-- LISTED RECORDS follows --
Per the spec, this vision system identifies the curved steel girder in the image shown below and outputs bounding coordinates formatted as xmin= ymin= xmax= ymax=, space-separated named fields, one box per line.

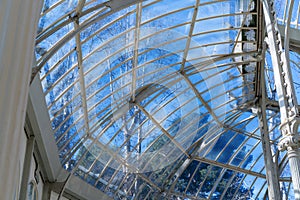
xmin=32 ymin=0 xmax=144 ymax=83
xmin=32 ymin=0 xmax=296 ymax=198
xmin=33 ymin=0 xmax=261 ymax=84
xmin=49 ymin=52 xmax=260 ymax=151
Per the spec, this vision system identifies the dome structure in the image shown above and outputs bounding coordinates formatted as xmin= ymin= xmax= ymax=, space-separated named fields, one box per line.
xmin=32 ymin=0 xmax=300 ymax=199
xmin=0 ymin=0 xmax=299 ymax=200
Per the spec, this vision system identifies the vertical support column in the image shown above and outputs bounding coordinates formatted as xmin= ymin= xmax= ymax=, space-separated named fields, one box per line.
xmin=279 ymin=124 xmax=300 ymax=199
xmin=0 ymin=0 xmax=43 ymax=199
xmin=261 ymin=0 xmax=300 ymax=199
xmin=287 ymin=148 xmax=300 ymax=198
xmin=256 ymin=43 xmax=281 ymax=199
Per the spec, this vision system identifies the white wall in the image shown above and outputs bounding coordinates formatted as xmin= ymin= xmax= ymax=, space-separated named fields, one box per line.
xmin=0 ymin=1 xmax=43 ymax=199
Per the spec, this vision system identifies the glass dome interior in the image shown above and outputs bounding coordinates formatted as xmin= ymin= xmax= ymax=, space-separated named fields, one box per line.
xmin=33 ymin=0 xmax=300 ymax=199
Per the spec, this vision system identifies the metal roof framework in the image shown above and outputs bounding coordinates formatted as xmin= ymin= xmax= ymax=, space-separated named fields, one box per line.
xmin=30 ymin=0 xmax=300 ymax=199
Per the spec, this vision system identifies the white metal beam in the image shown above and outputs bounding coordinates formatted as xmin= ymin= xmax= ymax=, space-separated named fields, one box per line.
xmin=50 ymin=173 xmax=113 ymax=200
xmin=74 ymin=2 xmax=91 ymax=136
xmin=262 ymin=0 xmax=300 ymax=199
xmin=193 ymin=156 xmax=290 ymax=182
xmin=180 ymin=0 xmax=200 ymax=72
xmin=27 ymin=77 xmax=62 ymax=182
xmin=131 ymin=3 xmax=142 ymax=102
xmin=256 ymin=41 xmax=281 ymax=200
xmin=32 ymin=0 xmax=144 ymax=83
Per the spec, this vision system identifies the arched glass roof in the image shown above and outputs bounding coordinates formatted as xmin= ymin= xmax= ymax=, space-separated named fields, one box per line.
xmin=33 ymin=0 xmax=300 ymax=199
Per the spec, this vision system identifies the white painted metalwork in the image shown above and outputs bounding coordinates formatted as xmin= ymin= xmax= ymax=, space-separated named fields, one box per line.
xmin=262 ymin=0 xmax=300 ymax=199
xmin=27 ymin=0 xmax=300 ymax=199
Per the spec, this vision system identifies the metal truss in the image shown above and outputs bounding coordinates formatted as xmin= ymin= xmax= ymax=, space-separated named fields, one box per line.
xmin=30 ymin=0 xmax=300 ymax=199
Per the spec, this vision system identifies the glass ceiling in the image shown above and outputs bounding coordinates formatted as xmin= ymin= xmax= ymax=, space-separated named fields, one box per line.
xmin=34 ymin=0 xmax=300 ymax=199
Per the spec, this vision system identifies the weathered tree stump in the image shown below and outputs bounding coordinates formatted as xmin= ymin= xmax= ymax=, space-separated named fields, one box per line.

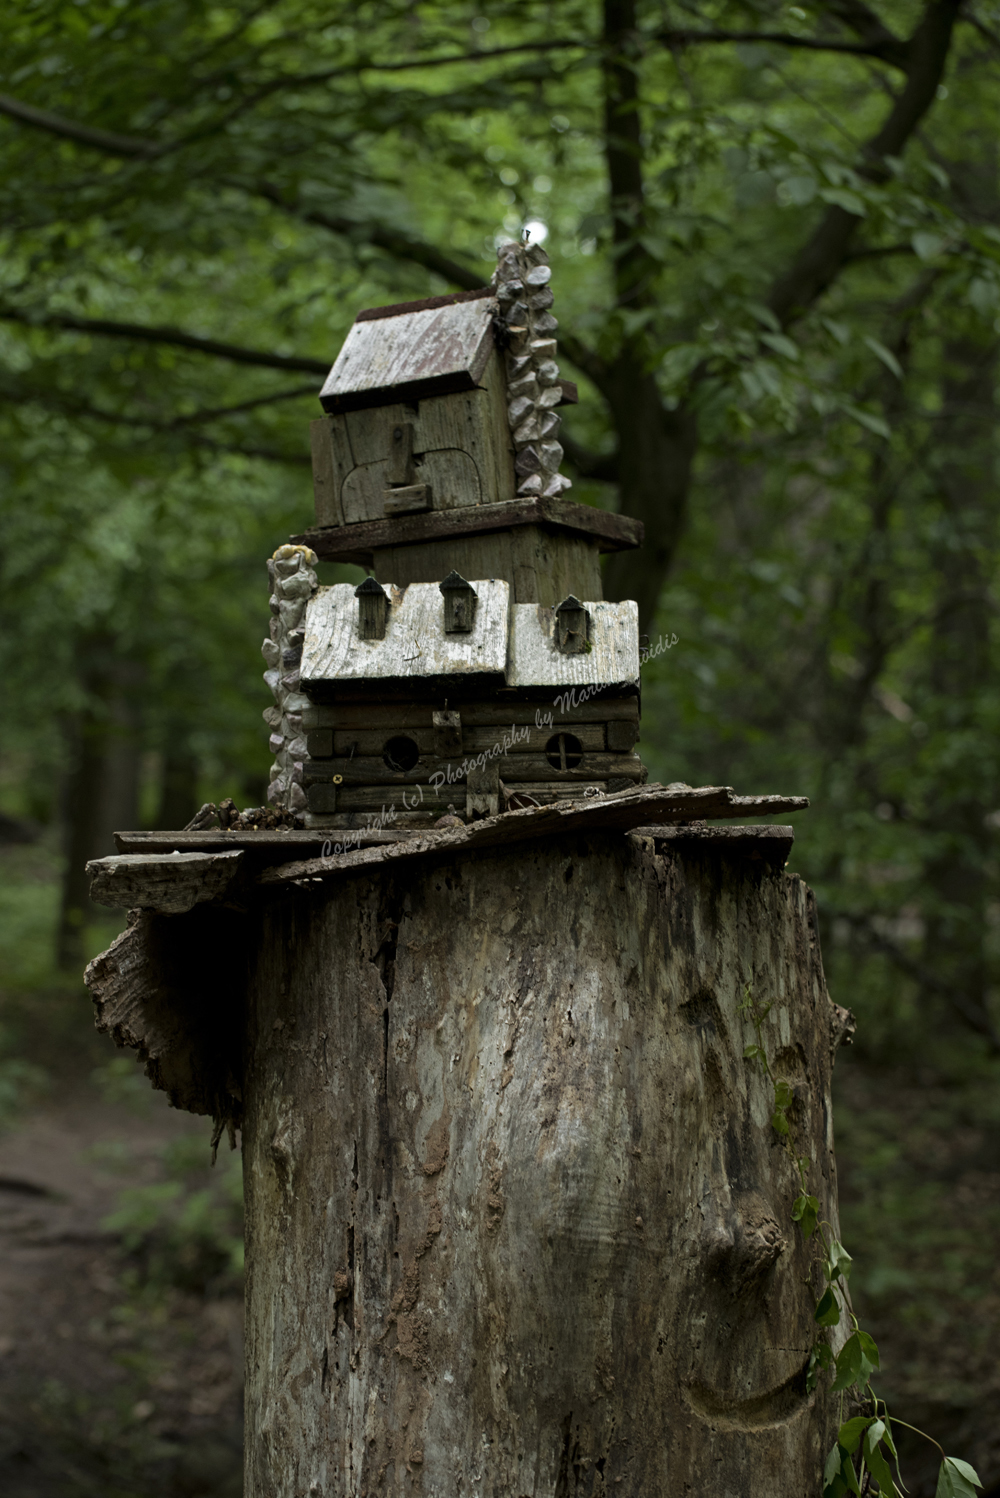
xmin=235 ymin=828 xmax=846 ymax=1495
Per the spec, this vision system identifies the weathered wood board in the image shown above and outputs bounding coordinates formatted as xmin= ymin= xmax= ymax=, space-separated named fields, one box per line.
xmin=507 ymin=599 xmax=640 ymax=688
xmin=302 ymin=696 xmax=640 ymax=730
xmin=308 ymin=722 xmax=609 ymax=758
xmin=292 ymin=495 xmax=643 ymax=567
xmin=302 ymin=750 xmax=645 ymax=787
xmin=261 ymin=784 xmax=809 ymax=885
xmin=319 ymin=294 xmax=496 ymax=411
xmin=372 ymin=526 xmax=603 ymax=605
xmin=301 ymin=580 xmax=510 ymax=685
xmin=86 ymin=850 xmax=244 ymax=914
xmin=312 ymin=339 xmax=517 ymax=521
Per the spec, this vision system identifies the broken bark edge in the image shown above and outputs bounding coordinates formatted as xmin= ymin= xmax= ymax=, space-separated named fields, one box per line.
xmin=85 ymin=906 xmax=247 ymax=1128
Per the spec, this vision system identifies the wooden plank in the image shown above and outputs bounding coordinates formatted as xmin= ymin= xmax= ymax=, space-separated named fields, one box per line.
xmin=630 ymin=824 xmax=795 ymax=863
xmin=259 ymin=785 xmax=810 ymax=886
xmin=508 ymin=528 xmax=603 ymax=605
xmin=309 ymin=418 xmax=348 ymax=527
xmin=335 ymin=786 xmax=454 ymax=811
xmin=320 ymin=298 xmax=496 ymax=413
xmin=113 ymin=829 xmax=409 ymax=854
xmin=304 ymin=750 xmax=642 ymax=786
xmin=479 ymin=342 xmax=517 ymax=505
xmin=302 ymin=696 xmax=640 ymax=730
xmin=315 ymin=722 xmax=607 ymax=757
xmin=507 ymin=600 xmax=640 ymax=688
xmin=292 ymin=496 xmax=644 ymax=563
xmin=87 ymin=850 xmax=243 ymax=914
xmin=373 ymin=534 xmax=514 ymax=597
xmin=418 ymin=448 xmax=480 ymax=510
xmin=301 ymin=580 xmax=510 ymax=684
xmin=383 ymin=483 xmax=432 ymax=517
xmin=341 ymin=409 xmax=389 ymax=521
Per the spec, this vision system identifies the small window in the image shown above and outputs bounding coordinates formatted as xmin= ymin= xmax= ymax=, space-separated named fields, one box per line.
xmin=383 ymin=735 xmax=420 ymax=772
xmin=545 ymin=733 xmax=583 ymax=771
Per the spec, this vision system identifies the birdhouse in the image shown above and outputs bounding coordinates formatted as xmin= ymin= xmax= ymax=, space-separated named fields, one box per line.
xmin=264 ymin=241 xmax=648 ymax=824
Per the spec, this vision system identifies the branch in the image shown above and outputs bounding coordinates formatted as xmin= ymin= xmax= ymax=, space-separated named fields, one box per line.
xmin=0 ymin=92 xmax=159 ymax=158
xmin=31 ymin=388 xmax=311 ymax=466
xmin=249 ymin=182 xmax=486 ymax=292
xmin=768 ymin=0 xmax=960 ymax=326
xmin=820 ymin=0 xmax=909 ymax=65
xmin=0 ymin=305 xmax=329 ymax=375
xmin=653 ymin=24 xmax=908 ymax=70
xmin=0 ymin=37 xmax=592 ymax=165
xmin=159 ymin=385 xmax=316 ymax=425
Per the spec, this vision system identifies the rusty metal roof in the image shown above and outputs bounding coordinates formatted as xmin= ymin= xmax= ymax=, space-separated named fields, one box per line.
xmin=319 ymin=290 xmax=498 ymax=413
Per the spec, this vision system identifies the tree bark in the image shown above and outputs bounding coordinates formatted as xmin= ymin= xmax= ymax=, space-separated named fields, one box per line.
xmin=57 ymin=637 xmax=142 ymax=970
xmin=242 ymin=830 xmax=846 ymax=1495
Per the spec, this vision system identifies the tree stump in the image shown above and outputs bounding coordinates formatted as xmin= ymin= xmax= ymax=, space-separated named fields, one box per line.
xmin=238 ymin=828 xmax=847 ymax=1495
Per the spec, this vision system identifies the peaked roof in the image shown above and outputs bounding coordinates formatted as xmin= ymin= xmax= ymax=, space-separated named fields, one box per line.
xmin=319 ymin=287 xmax=496 ymax=414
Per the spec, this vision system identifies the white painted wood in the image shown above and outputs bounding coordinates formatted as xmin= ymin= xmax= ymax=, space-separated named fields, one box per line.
xmin=321 ymin=299 xmax=495 ymax=404
xmin=507 ymin=599 xmax=640 ymax=687
xmin=301 ymin=580 xmax=510 ymax=683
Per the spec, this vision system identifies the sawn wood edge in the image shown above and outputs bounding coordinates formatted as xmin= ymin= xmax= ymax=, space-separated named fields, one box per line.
xmin=292 ymin=495 xmax=644 ymax=563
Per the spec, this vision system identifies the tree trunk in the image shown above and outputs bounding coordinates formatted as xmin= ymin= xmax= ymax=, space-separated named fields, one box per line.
xmin=921 ymin=330 xmax=998 ymax=1047
xmin=57 ymin=640 xmax=142 ymax=970
xmin=242 ymin=830 xmax=845 ymax=1495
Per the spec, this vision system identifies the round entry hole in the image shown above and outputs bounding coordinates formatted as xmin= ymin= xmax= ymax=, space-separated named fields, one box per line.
xmin=545 ymin=732 xmax=583 ymax=771
xmin=383 ymin=735 xmax=420 ymax=772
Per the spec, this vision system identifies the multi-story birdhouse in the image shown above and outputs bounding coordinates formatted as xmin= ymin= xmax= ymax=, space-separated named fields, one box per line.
xmin=263 ymin=241 xmax=647 ymax=829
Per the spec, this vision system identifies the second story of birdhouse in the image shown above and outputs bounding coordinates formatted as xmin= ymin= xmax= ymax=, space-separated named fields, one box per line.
xmin=298 ymin=573 xmax=638 ymax=703
xmin=309 ymin=284 xmax=577 ymax=529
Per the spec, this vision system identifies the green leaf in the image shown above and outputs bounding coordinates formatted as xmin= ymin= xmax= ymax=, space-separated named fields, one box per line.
xmin=815 ymin=1287 xmax=841 ymax=1326
xmin=863 ymin=336 xmax=903 ymax=379
xmin=832 ymin=1331 xmax=864 ymax=1391
xmin=791 ymin=1192 xmax=819 ymax=1239
xmin=838 ymin=1416 xmax=874 ymax=1455
xmin=820 ymin=187 xmax=866 ymax=216
xmin=773 ymin=1079 xmax=795 ymax=1108
xmin=857 ymin=1330 xmax=879 ymax=1370
xmin=824 ymin=1443 xmax=844 ymax=1487
xmin=759 ymin=331 xmax=799 ymax=360
xmin=771 ymin=1107 xmax=791 ymax=1136
xmin=743 ymin=1043 xmax=761 ymax=1060
xmin=864 ymin=1423 xmax=898 ymax=1496
xmin=936 ymin=1456 xmax=984 ymax=1498
xmin=913 ymin=230 xmax=946 ymax=260
xmin=807 ymin=1339 xmax=834 ymax=1390
xmin=747 ymin=302 xmax=780 ymax=332
xmin=847 ymin=405 xmax=891 ymax=440
xmin=823 ymin=1444 xmax=862 ymax=1497
xmin=829 ymin=1239 xmax=853 ymax=1280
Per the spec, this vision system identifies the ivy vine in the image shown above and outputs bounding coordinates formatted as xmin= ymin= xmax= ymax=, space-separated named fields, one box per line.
xmin=738 ymin=986 xmax=983 ymax=1498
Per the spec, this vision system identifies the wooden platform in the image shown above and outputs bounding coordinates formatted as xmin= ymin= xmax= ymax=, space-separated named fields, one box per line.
xmin=293 ymin=495 xmax=643 ymax=567
xmin=93 ymin=784 xmax=807 ymax=911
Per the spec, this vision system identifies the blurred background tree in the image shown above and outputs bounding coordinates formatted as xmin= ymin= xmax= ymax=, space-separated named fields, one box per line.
xmin=0 ymin=1 xmax=998 ymax=1494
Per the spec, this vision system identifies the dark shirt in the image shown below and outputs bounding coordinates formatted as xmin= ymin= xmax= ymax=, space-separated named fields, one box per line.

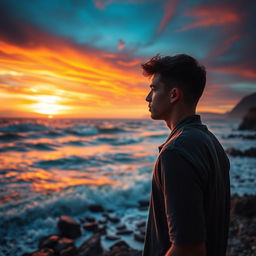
xmin=143 ymin=115 xmax=230 ymax=256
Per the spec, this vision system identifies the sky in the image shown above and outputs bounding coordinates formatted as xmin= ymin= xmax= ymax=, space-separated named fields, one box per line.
xmin=0 ymin=0 xmax=255 ymax=118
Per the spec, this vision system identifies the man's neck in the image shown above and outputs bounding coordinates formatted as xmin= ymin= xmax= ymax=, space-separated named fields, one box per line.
xmin=165 ymin=109 xmax=196 ymax=131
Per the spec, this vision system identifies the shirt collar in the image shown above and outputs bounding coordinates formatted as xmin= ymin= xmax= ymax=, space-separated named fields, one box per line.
xmin=158 ymin=114 xmax=202 ymax=152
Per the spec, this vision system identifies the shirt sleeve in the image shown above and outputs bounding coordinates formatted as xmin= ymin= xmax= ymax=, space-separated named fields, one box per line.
xmin=159 ymin=148 xmax=206 ymax=245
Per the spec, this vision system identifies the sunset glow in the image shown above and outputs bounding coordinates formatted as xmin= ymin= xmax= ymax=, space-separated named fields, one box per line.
xmin=0 ymin=0 xmax=255 ymax=118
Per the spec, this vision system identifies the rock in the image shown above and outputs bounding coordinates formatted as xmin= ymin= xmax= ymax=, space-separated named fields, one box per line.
xmin=226 ymin=147 xmax=256 ymax=157
xmin=228 ymin=92 xmax=256 ymax=118
xmin=136 ymin=221 xmax=146 ymax=228
xmin=239 ymin=107 xmax=256 ymax=130
xmin=97 ymin=224 xmax=107 ymax=234
xmin=110 ymin=240 xmax=130 ymax=251
xmin=116 ymin=224 xmax=126 ymax=230
xmin=83 ymin=222 xmax=98 ymax=232
xmin=108 ymin=240 xmax=142 ymax=256
xmin=59 ymin=246 xmax=77 ymax=256
xmin=77 ymin=233 xmax=103 ymax=256
xmin=138 ymin=200 xmax=149 ymax=208
xmin=85 ymin=216 xmax=96 ymax=223
xmin=105 ymin=235 xmax=120 ymax=241
xmin=108 ymin=216 xmax=120 ymax=223
xmin=233 ymin=195 xmax=256 ymax=218
xmin=53 ymin=237 xmax=74 ymax=252
xmin=58 ymin=216 xmax=81 ymax=239
xmin=116 ymin=230 xmax=133 ymax=235
xmin=22 ymin=248 xmax=55 ymax=256
xmin=89 ymin=204 xmax=104 ymax=213
xmin=98 ymin=218 xmax=108 ymax=224
xmin=39 ymin=235 xmax=60 ymax=249
xmin=134 ymin=233 xmax=144 ymax=243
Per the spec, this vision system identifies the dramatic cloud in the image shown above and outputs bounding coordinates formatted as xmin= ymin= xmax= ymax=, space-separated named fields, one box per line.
xmin=180 ymin=4 xmax=240 ymax=31
xmin=0 ymin=0 xmax=255 ymax=117
xmin=158 ymin=0 xmax=180 ymax=34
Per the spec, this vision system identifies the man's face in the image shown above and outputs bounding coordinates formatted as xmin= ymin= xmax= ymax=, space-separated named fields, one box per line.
xmin=146 ymin=73 xmax=172 ymax=120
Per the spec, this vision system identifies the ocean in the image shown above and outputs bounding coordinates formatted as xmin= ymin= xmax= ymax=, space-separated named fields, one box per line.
xmin=0 ymin=117 xmax=256 ymax=255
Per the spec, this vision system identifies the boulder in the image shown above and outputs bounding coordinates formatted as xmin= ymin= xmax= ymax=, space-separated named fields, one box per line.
xmin=83 ymin=222 xmax=98 ymax=232
xmin=233 ymin=195 xmax=256 ymax=218
xmin=58 ymin=216 xmax=81 ymax=239
xmin=226 ymin=147 xmax=256 ymax=157
xmin=89 ymin=204 xmax=104 ymax=212
xmin=22 ymin=248 xmax=55 ymax=256
xmin=77 ymin=233 xmax=103 ymax=256
xmin=39 ymin=235 xmax=60 ymax=249
xmin=239 ymin=107 xmax=256 ymax=130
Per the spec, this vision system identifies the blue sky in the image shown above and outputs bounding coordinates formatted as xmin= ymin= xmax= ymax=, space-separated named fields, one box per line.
xmin=0 ymin=0 xmax=255 ymax=117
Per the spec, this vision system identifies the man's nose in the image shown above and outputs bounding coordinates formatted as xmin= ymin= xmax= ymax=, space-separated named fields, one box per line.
xmin=146 ymin=91 xmax=152 ymax=102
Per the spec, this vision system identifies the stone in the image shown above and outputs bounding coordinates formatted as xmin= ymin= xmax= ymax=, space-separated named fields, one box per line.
xmin=136 ymin=221 xmax=146 ymax=228
xmin=239 ymin=107 xmax=256 ymax=131
xmin=38 ymin=235 xmax=60 ymax=249
xmin=108 ymin=216 xmax=120 ymax=223
xmin=58 ymin=216 xmax=81 ymax=239
xmin=77 ymin=233 xmax=103 ymax=256
xmin=116 ymin=230 xmax=133 ymax=235
xmin=105 ymin=235 xmax=120 ymax=241
xmin=22 ymin=248 xmax=55 ymax=256
xmin=226 ymin=147 xmax=256 ymax=157
xmin=234 ymin=195 xmax=256 ymax=218
xmin=89 ymin=204 xmax=104 ymax=212
xmin=85 ymin=216 xmax=96 ymax=222
xmin=138 ymin=200 xmax=149 ymax=208
xmin=53 ymin=237 xmax=74 ymax=252
xmin=98 ymin=218 xmax=108 ymax=224
xmin=59 ymin=246 xmax=77 ymax=256
xmin=134 ymin=233 xmax=144 ymax=243
xmin=116 ymin=224 xmax=126 ymax=230
xmin=83 ymin=222 xmax=98 ymax=232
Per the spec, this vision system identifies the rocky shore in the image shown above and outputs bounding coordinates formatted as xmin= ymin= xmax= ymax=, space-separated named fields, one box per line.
xmin=21 ymin=196 xmax=256 ymax=256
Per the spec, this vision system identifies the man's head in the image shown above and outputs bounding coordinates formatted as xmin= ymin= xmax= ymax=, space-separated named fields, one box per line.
xmin=142 ymin=54 xmax=206 ymax=120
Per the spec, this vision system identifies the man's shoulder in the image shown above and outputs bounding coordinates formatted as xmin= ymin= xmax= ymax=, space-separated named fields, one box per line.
xmin=167 ymin=124 xmax=213 ymax=150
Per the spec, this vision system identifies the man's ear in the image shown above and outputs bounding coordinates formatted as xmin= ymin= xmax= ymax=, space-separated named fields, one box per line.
xmin=170 ymin=88 xmax=181 ymax=103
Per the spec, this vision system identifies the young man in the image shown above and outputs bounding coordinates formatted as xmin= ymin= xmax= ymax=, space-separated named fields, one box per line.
xmin=142 ymin=54 xmax=230 ymax=256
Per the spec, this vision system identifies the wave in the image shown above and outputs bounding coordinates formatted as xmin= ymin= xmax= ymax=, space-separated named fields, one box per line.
xmin=0 ymin=132 xmax=25 ymax=142
xmin=0 ymin=123 xmax=51 ymax=133
xmin=97 ymin=136 xmax=143 ymax=145
xmin=0 ymin=142 xmax=57 ymax=153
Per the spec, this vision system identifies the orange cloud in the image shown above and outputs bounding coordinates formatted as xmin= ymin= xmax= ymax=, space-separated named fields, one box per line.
xmin=0 ymin=31 xmax=148 ymax=118
xmin=210 ymin=66 xmax=256 ymax=79
xmin=180 ymin=4 xmax=240 ymax=31
xmin=158 ymin=0 xmax=180 ymax=34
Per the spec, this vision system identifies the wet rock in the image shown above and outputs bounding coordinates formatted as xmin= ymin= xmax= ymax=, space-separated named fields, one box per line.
xmin=96 ymin=224 xmax=107 ymax=234
xmin=85 ymin=216 xmax=96 ymax=222
xmin=105 ymin=235 xmax=120 ymax=241
xmin=116 ymin=230 xmax=133 ymax=235
xmin=138 ymin=200 xmax=149 ymax=211
xmin=98 ymin=218 xmax=108 ymax=224
xmin=134 ymin=233 xmax=144 ymax=243
xmin=226 ymin=147 xmax=256 ymax=157
xmin=58 ymin=216 xmax=81 ymax=239
xmin=53 ymin=237 xmax=74 ymax=252
xmin=239 ymin=107 xmax=256 ymax=131
xmin=77 ymin=233 xmax=103 ymax=256
xmin=22 ymin=248 xmax=55 ymax=256
xmin=108 ymin=216 xmax=120 ymax=223
xmin=89 ymin=204 xmax=104 ymax=213
xmin=116 ymin=224 xmax=126 ymax=230
xmin=83 ymin=222 xmax=98 ymax=232
xmin=39 ymin=235 xmax=60 ymax=249
xmin=234 ymin=195 xmax=256 ymax=218
xmin=110 ymin=240 xmax=130 ymax=251
xmin=136 ymin=221 xmax=146 ymax=228
xmin=59 ymin=246 xmax=77 ymax=256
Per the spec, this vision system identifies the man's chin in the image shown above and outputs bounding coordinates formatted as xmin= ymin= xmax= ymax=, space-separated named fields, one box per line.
xmin=150 ymin=112 xmax=161 ymax=120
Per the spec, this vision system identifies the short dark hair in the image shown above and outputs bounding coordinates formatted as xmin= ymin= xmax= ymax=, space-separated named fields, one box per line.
xmin=141 ymin=54 xmax=206 ymax=105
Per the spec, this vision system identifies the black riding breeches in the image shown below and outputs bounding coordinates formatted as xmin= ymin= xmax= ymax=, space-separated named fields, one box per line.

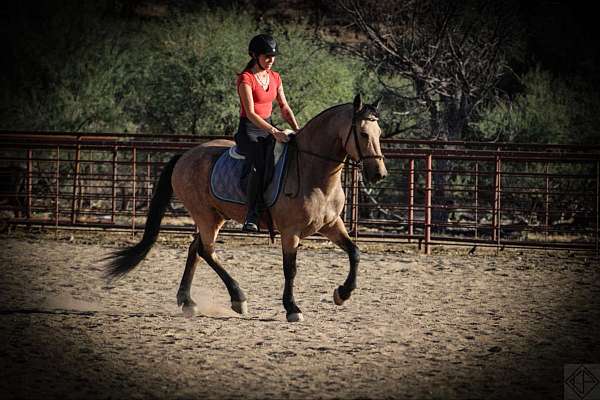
xmin=234 ymin=117 xmax=275 ymax=189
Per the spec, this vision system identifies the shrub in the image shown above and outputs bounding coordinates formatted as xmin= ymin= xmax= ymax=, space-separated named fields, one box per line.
xmin=1 ymin=5 xmax=378 ymax=135
xmin=474 ymin=65 xmax=600 ymax=144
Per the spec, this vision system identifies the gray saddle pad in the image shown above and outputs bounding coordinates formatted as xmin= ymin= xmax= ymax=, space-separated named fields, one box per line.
xmin=210 ymin=144 xmax=289 ymax=207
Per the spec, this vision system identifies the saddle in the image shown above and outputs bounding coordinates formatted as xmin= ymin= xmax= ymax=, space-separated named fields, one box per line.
xmin=209 ymin=137 xmax=290 ymax=208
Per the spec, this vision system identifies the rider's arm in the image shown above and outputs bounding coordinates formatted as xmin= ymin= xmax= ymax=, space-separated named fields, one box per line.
xmin=238 ymin=83 xmax=288 ymax=142
xmin=276 ymin=84 xmax=300 ymax=131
-- LISTED RECORDS concluded --
*ASSIGNMENT*: Nothing but the exact lines of the data above, from the line containing "Per the spec, this vision system identifies the shrub" through the last, should appear in the answer.

*TASK RESPONSE*:
Per the spec, this vision system identifies the shrub in the image shown above and outputs bounding coordinates formatted as xmin= ymin= xmax= ymax=, space-separated named fields, one box per line.
xmin=1 ymin=5 xmax=378 ymax=135
xmin=474 ymin=65 xmax=600 ymax=144
Per the spec, this vision system identifies the gray saddle pad in the image shown above and outputs bounding coordinates formatted as xmin= ymin= xmax= ymax=, space-separated named fields, one box per line.
xmin=210 ymin=144 xmax=289 ymax=207
Per the spec, this vision system identifies the saddle in the image shown above and outputs bounding coordinates formatted as xmin= ymin= xmax= ymax=, space-separated named fields, one box per line.
xmin=209 ymin=137 xmax=290 ymax=208
Per the spec, this vision system identifies the rider's arm in the image shown above and outputs bounding coordinates formatted as xmin= ymin= xmax= ymax=, space-separated named fields, one box per line.
xmin=238 ymin=83 xmax=288 ymax=142
xmin=276 ymin=84 xmax=300 ymax=131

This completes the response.